[begin AVAILABLE DATA]
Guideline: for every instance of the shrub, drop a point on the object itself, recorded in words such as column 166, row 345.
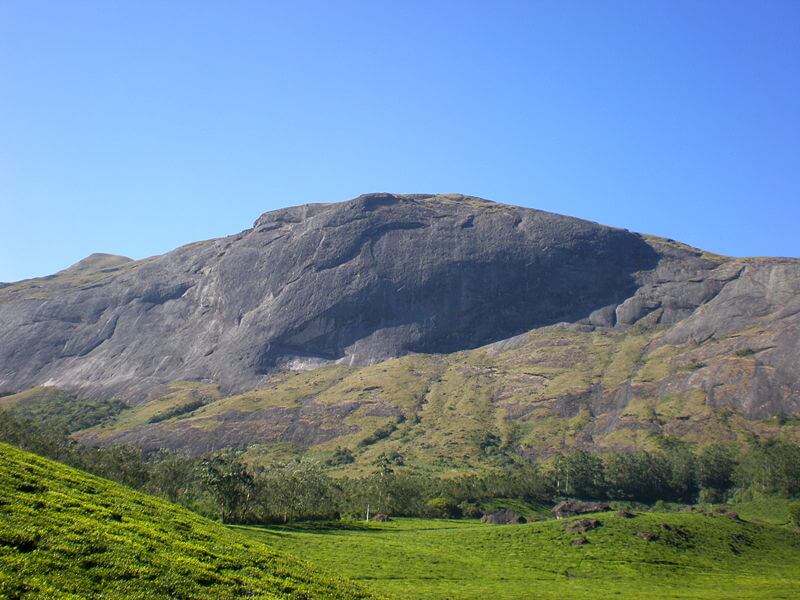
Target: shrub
column 794, row 513
column 443, row 508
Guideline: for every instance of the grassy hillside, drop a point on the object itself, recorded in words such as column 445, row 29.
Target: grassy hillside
column 695, row 556
column 66, row 534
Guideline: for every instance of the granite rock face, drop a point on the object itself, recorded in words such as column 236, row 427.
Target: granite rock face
column 360, row 281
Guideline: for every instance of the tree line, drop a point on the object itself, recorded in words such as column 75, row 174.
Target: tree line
column 224, row 486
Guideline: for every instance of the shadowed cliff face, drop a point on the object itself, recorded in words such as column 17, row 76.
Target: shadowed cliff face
column 360, row 281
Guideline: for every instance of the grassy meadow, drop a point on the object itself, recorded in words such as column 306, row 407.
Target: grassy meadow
column 694, row 556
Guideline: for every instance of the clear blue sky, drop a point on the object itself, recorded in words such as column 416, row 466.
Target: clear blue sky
column 134, row 127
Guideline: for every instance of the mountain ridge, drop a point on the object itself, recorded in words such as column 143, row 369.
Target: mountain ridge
column 605, row 322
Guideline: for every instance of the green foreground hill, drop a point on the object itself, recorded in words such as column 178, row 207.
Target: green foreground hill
column 67, row 534
column 688, row 555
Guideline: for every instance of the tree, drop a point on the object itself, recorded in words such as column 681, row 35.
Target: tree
column 230, row 484
column 715, row 467
column 579, row 474
column 638, row 476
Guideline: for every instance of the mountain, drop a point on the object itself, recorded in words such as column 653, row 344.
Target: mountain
column 417, row 322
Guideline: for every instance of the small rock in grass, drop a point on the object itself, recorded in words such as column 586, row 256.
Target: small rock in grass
column 580, row 541
column 583, row 525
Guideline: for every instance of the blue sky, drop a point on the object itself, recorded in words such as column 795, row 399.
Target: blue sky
column 134, row 127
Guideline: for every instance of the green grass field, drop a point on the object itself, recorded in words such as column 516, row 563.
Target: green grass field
column 700, row 556
column 65, row 534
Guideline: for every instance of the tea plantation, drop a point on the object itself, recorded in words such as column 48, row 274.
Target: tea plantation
column 66, row 534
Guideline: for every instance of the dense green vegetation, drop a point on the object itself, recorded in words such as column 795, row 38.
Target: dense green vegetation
column 54, row 407
column 226, row 486
column 66, row 534
column 691, row 555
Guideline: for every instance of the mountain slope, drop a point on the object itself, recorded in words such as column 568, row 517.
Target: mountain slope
column 541, row 330
column 67, row 534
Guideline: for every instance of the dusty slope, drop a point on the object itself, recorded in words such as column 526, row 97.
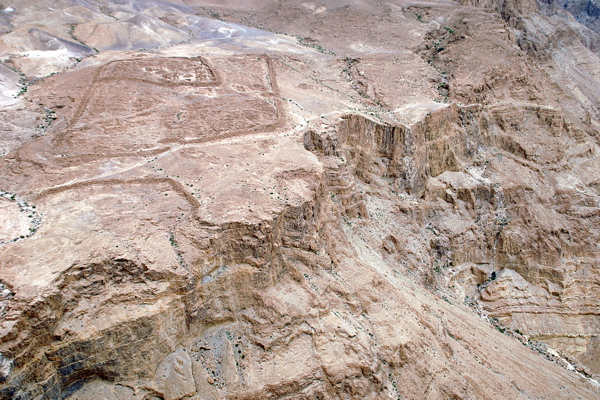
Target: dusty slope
column 207, row 210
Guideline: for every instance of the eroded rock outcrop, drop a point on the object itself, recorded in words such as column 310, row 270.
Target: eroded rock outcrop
column 250, row 215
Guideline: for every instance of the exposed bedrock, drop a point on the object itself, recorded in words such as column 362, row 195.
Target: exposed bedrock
column 315, row 303
column 501, row 205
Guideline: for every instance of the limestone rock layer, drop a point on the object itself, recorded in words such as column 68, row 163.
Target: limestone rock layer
column 320, row 200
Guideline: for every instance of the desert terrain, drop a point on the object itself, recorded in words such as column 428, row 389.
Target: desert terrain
column 299, row 200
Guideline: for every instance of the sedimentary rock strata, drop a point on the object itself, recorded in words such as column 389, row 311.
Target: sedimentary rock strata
column 307, row 201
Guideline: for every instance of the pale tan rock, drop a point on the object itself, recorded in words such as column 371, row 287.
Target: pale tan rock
column 252, row 215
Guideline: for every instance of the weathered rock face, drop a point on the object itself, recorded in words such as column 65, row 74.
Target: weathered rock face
column 251, row 215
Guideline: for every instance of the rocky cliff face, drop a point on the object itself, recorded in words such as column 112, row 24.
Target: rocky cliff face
column 199, row 209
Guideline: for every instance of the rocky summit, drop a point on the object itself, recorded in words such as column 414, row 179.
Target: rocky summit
column 339, row 199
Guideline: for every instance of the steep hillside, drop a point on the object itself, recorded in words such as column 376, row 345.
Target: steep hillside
column 284, row 200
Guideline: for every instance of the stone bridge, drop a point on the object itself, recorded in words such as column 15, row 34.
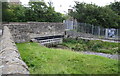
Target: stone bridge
column 45, row 33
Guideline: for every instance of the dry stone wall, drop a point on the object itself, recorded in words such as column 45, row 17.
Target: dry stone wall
column 10, row 60
column 23, row 32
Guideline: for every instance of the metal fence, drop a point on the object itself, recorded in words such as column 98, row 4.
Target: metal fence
column 94, row 30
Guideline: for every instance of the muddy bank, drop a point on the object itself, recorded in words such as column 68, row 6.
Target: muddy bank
column 111, row 56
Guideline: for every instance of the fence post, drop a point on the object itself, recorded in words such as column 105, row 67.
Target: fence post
column 98, row 31
column 106, row 33
column 92, row 29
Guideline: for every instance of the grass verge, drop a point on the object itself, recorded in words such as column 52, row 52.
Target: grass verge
column 92, row 45
column 42, row 60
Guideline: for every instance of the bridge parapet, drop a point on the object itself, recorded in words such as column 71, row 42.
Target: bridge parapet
column 10, row 60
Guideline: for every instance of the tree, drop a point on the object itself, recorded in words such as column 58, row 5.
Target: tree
column 96, row 15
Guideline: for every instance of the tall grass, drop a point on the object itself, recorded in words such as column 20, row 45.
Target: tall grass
column 42, row 60
column 92, row 45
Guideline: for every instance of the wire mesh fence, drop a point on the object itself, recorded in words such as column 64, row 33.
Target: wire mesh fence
column 94, row 30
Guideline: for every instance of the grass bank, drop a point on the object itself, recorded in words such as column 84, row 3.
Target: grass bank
column 92, row 45
column 42, row 60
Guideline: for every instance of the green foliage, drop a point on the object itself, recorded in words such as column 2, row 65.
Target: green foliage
column 42, row 60
column 36, row 11
column 92, row 45
column 115, row 7
column 93, row 14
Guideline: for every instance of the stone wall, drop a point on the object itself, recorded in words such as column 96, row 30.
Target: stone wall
column 10, row 60
column 23, row 32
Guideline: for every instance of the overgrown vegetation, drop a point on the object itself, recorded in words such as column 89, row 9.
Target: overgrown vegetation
column 35, row 11
column 106, row 16
column 92, row 45
column 42, row 60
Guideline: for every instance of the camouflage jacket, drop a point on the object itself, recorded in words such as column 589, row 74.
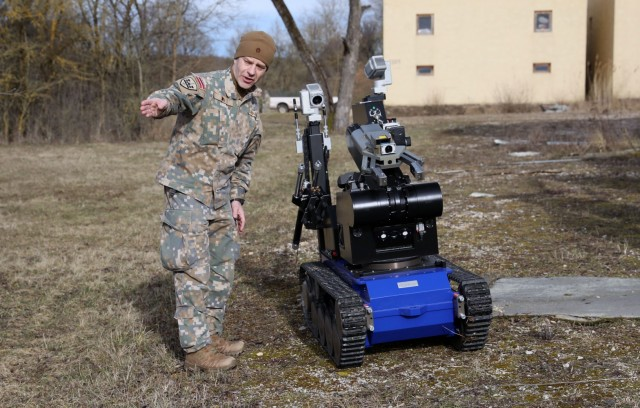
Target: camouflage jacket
column 215, row 138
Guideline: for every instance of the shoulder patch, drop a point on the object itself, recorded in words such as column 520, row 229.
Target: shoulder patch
column 192, row 83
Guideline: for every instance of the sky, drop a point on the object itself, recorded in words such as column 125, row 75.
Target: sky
column 261, row 15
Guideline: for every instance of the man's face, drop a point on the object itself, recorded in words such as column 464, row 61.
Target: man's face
column 248, row 71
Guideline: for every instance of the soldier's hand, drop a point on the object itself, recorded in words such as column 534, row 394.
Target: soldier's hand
column 238, row 214
column 153, row 107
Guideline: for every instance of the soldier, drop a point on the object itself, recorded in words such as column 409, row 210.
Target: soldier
column 206, row 174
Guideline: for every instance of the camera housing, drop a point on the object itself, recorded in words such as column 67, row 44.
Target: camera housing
column 312, row 99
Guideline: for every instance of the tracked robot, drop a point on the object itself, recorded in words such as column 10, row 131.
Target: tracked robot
column 379, row 278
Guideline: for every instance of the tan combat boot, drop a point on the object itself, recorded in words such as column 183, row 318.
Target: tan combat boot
column 232, row 348
column 208, row 358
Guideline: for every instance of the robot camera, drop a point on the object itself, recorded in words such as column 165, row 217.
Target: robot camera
column 375, row 67
column 387, row 148
column 379, row 71
column 311, row 99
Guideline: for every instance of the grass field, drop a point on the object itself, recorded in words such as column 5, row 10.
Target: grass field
column 86, row 309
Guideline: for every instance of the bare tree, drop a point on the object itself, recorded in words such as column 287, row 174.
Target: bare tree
column 351, row 48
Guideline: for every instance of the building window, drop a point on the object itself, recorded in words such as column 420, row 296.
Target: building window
column 542, row 67
column 425, row 24
column 424, row 69
column 542, row 21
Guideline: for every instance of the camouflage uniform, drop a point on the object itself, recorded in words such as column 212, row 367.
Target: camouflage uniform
column 214, row 141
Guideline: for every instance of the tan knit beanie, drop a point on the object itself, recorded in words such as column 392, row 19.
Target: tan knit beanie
column 257, row 44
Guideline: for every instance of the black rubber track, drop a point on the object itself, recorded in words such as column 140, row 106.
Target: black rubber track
column 334, row 313
column 473, row 331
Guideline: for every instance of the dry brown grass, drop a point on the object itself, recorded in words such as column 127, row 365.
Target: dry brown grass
column 86, row 308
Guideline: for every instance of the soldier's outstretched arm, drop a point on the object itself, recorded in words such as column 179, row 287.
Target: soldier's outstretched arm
column 153, row 107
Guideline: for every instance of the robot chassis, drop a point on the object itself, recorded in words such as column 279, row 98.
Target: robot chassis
column 379, row 278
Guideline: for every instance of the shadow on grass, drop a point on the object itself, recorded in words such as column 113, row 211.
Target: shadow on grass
column 598, row 204
column 155, row 301
column 276, row 281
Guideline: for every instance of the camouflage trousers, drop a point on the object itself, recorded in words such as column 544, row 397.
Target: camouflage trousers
column 199, row 245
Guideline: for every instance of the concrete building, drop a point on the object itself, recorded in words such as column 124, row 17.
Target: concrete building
column 613, row 48
column 506, row 51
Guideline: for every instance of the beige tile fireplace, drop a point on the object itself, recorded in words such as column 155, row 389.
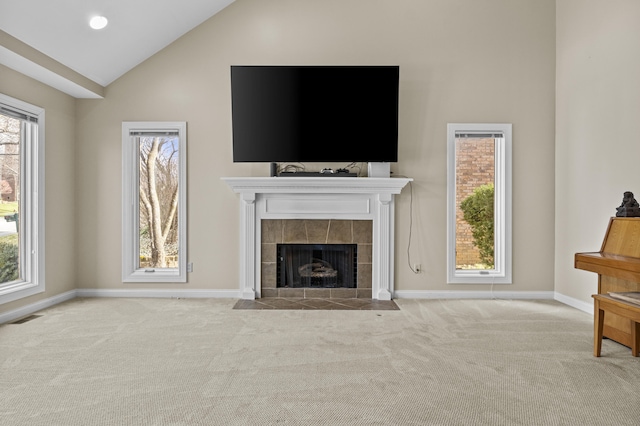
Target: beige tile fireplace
column 316, row 231
column 342, row 201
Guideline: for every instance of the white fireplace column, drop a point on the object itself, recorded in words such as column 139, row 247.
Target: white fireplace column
column 317, row 198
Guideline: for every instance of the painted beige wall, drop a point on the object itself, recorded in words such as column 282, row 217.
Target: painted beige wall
column 60, row 199
column 460, row 61
column 598, row 130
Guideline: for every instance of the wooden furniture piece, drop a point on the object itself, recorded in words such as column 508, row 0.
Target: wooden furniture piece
column 618, row 267
column 631, row 311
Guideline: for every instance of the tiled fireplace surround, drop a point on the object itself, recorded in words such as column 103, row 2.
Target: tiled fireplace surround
column 272, row 206
column 316, row 231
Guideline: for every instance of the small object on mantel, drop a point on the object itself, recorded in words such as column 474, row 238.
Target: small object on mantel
column 627, row 296
column 629, row 206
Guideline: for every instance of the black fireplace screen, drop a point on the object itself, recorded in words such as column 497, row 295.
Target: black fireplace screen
column 317, row 265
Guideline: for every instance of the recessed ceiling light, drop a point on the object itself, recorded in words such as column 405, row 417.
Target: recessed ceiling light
column 98, row 22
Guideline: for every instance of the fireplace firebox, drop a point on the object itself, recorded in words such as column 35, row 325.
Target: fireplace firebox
column 317, row 265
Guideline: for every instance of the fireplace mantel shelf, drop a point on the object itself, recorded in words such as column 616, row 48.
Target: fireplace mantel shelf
column 317, row 198
column 333, row 185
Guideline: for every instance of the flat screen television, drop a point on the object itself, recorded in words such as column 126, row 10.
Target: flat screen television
column 314, row 113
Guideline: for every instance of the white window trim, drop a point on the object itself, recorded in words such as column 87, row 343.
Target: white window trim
column 130, row 205
column 502, row 273
column 32, row 215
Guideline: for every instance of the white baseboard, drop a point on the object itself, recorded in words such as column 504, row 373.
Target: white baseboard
column 460, row 294
column 176, row 294
column 6, row 317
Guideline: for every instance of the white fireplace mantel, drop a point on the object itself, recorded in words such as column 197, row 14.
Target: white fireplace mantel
column 317, row 198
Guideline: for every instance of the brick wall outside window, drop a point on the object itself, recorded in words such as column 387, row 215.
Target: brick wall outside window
column 475, row 166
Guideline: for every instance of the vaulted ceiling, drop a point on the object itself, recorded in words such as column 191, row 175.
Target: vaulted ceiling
column 52, row 42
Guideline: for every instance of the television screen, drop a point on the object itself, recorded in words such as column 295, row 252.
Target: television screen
column 315, row 113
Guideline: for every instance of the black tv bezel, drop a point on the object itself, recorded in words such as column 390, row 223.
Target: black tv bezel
column 366, row 153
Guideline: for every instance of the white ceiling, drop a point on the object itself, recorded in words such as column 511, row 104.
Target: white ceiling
column 60, row 29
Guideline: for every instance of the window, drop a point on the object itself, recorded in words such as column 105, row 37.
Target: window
column 22, row 199
column 154, row 206
column 479, row 203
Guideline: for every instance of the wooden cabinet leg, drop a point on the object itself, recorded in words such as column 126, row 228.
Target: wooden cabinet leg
column 598, row 324
column 635, row 338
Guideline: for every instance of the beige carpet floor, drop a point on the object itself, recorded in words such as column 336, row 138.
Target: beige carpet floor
column 201, row 362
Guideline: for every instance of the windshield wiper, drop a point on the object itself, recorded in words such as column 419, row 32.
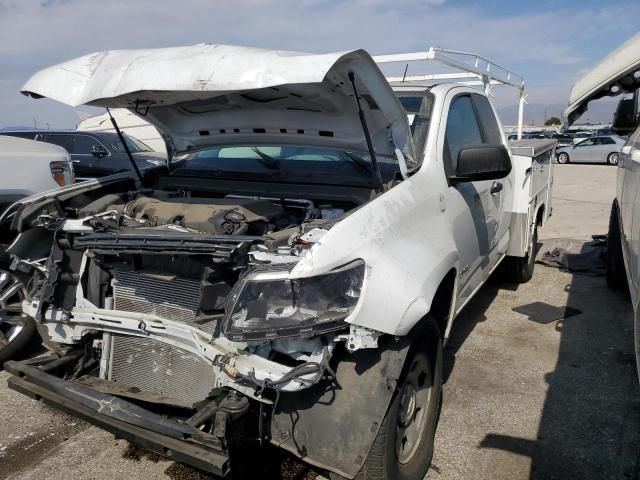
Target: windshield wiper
column 267, row 160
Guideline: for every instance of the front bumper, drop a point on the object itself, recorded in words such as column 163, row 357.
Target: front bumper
column 167, row 437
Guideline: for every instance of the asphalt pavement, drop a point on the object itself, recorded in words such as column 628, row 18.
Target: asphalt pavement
column 540, row 380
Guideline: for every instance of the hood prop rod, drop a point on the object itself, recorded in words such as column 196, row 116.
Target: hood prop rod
column 367, row 136
column 126, row 147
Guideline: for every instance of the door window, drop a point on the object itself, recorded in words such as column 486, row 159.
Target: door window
column 488, row 122
column 84, row 145
column 586, row 143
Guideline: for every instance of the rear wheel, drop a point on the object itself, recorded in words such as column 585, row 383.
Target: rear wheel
column 616, row 275
column 403, row 448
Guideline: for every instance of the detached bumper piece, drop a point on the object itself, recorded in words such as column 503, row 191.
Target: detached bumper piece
column 178, row 441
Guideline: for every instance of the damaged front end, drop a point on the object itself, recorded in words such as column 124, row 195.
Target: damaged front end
column 184, row 308
column 181, row 305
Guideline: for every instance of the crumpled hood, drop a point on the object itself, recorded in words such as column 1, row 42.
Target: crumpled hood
column 616, row 70
column 205, row 95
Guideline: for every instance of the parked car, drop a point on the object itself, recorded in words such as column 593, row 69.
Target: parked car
column 28, row 168
column 96, row 154
column 563, row 139
column 617, row 74
column 293, row 276
column 605, row 149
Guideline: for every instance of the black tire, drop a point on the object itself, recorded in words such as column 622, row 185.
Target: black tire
column 20, row 342
column 520, row 269
column 616, row 274
column 383, row 461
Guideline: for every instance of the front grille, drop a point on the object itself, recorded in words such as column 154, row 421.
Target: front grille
column 167, row 296
column 151, row 365
column 158, row 367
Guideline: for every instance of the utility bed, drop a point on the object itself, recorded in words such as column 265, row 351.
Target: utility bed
column 533, row 167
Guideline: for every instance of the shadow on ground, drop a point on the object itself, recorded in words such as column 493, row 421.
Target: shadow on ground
column 591, row 417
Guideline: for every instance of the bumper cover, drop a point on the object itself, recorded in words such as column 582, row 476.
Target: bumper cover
column 169, row 438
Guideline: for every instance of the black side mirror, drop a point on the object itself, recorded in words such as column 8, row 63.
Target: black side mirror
column 98, row 151
column 483, row 162
column 625, row 120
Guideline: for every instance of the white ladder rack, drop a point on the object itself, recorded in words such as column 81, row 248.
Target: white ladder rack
column 475, row 70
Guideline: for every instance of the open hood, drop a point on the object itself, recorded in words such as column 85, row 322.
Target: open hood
column 205, row 95
column 615, row 74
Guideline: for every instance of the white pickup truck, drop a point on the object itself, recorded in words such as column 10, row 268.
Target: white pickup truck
column 291, row 275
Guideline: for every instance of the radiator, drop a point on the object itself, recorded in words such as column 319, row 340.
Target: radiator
column 151, row 365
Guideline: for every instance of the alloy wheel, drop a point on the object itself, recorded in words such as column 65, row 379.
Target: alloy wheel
column 415, row 397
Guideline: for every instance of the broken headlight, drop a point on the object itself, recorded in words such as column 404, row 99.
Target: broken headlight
column 268, row 304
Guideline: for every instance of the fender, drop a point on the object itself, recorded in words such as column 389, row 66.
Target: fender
column 422, row 305
column 316, row 424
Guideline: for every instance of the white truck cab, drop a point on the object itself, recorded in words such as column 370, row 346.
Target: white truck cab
column 292, row 274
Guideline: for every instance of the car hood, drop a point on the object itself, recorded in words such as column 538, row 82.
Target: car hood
column 612, row 76
column 205, row 95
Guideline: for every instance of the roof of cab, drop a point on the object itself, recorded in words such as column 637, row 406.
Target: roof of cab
column 618, row 72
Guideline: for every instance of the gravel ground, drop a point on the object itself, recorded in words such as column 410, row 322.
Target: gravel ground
column 529, row 393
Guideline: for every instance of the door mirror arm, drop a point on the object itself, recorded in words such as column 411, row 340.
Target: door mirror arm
column 482, row 162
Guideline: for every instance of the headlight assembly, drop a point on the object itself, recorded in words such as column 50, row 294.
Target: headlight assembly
column 268, row 305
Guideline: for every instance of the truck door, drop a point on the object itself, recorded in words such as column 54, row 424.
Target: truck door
column 476, row 206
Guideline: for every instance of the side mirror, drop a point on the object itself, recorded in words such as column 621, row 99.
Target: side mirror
column 98, row 151
column 484, row 162
column 625, row 120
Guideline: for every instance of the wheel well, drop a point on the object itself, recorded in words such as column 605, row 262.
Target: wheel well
column 540, row 215
column 441, row 304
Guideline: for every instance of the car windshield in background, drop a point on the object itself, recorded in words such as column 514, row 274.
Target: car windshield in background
column 115, row 145
column 310, row 162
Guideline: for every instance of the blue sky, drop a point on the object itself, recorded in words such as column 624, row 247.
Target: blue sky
column 550, row 42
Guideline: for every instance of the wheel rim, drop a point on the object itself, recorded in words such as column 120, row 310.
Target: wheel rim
column 12, row 293
column 10, row 328
column 415, row 397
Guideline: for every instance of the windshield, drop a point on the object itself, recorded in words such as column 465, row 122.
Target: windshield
column 302, row 163
column 115, row 145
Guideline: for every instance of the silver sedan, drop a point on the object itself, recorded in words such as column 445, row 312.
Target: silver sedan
column 604, row 149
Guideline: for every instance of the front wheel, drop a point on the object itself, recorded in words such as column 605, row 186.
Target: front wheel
column 616, row 274
column 403, row 448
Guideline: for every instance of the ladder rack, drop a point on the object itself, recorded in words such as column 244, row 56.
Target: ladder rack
column 475, row 70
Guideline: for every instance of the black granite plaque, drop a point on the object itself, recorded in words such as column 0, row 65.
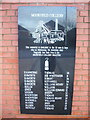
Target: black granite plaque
column 47, row 42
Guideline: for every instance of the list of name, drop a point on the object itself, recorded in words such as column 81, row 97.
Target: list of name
column 29, row 83
column 50, row 87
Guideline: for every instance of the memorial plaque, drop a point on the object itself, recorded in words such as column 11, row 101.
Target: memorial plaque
column 47, row 43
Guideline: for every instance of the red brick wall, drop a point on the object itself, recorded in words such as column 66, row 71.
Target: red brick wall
column 9, row 61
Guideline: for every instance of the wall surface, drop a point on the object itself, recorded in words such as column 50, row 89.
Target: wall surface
column 9, row 86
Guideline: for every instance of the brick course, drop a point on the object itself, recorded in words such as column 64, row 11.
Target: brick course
column 10, row 81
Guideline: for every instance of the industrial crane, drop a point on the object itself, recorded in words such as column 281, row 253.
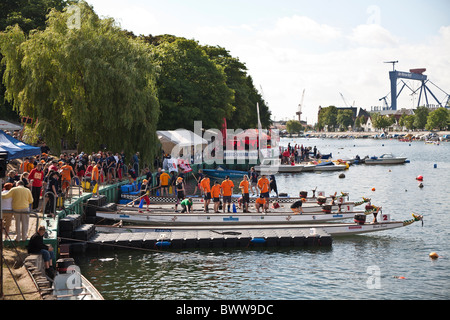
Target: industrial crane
column 299, row 112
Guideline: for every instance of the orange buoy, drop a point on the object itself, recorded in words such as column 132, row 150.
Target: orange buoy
column 434, row 255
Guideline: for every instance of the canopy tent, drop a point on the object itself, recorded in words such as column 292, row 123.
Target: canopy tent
column 179, row 138
column 250, row 137
column 15, row 148
column 5, row 125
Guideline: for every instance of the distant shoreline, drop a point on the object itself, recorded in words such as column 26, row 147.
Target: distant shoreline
column 352, row 134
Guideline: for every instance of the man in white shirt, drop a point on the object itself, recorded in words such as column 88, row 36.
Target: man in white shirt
column 21, row 200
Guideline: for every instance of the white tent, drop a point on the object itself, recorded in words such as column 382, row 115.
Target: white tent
column 5, row 125
column 174, row 141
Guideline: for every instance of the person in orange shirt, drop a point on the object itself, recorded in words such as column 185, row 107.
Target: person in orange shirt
column 66, row 172
column 260, row 203
column 227, row 188
column 95, row 176
column 215, row 194
column 206, row 187
column 164, row 182
column 263, row 186
column 245, row 194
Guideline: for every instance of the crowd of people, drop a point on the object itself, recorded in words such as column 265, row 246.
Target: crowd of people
column 219, row 192
column 298, row 154
column 39, row 180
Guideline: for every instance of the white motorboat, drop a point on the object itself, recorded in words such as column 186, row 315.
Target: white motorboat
column 274, row 166
column 330, row 166
column 333, row 229
column 387, row 158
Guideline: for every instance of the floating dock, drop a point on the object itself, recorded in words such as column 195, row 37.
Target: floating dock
column 245, row 238
column 82, row 237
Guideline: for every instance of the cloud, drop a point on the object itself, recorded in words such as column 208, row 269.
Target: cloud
column 372, row 35
column 304, row 28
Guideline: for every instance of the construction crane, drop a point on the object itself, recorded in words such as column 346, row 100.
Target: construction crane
column 299, row 112
column 346, row 104
column 393, row 64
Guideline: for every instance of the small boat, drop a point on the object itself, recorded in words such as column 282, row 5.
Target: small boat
column 70, row 284
column 387, row 158
column 333, row 229
column 267, row 167
column 235, row 198
column 326, row 156
column 330, row 166
column 221, row 173
column 164, row 215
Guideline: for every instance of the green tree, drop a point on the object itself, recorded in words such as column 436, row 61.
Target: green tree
column 245, row 94
column 344, row 119
column 420, row 117
column 381, row 122
column 92, row 83
column 293, row 126
column 407, row 121
column 191, row 87
column 29, row 15
column 328, row 117
column 438, row 119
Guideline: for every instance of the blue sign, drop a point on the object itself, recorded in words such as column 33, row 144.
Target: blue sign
column 230, row 219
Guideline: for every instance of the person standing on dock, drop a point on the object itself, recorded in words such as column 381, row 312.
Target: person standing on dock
column 245, row 193
column 179, row 186
column 164, row 182
column 215, row 193
column 205, row 184
column 145, row 191
column 21, row 200
column 263, row 186
column 36, row 178
column 186, row 204
column 95, row 176
column 253, row 180
column 227, row 187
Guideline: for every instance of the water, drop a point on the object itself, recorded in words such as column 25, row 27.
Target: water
column 344, row 271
[end AVAILABLE DATA]
**BRIEF:** Lay out the lines of the items as a JSON list of strings, one string per line and blank lines omitted, starting at the line that contains "139, row 247." and ending at the line that contains "column 98, row 22".

**EXERCISE ANSWER:**
[
  "Guideline: for every instance of the white fireplace column, drop a point on the object itself, recorded in words such as column 139, row 247.",
  "Target: white fireplace column",
  "column 317, row 198",
  "Guideline: for every instance of the painted beige wall, drop a point on the object itself, recorded in words such as column 282, row 217.",
  "Target: painted beige wall",
  "column 60, row 199",
  "column 460, row 61",
  "column 598, row 130",
  "Guideline: for every instance of the wooden furniture piece, drop a point on the object itself, recorded in words such as column 508, row 0.",
  "Target: wooden furniture piece",
  "column 618, row 267",
  "column 631, row 311",
  "Guideline: for every instance of the tiled fireplace surround, drop a point on the object itself, recorded in words such as column 103, row 2.",
  "Target: tiled fireplace surround",
  "column 272, row 206",
  "column 316, row 231",
  "Guideline: for every instance of the small object on mantel, drop a point on the object itself, recorded in words such as column 474, row 238.",
  "Target: small object on mantel",
  "column 627, row 296",
  "column 629, row 206",
  "Guideline: for every instance of the black fireplace screen, drop a point on the object itself, recorded in words such as column 497, row 295.",
  "Target: black fireplace screen",
  "column 317, row 265",
  "Guideline: for every instance of the recessed ceiling light, drop a point on the object itself, recorded in words such as column 405, row 417.",
  "Target: recessed ceiling light",
  "column 98, row 22"
]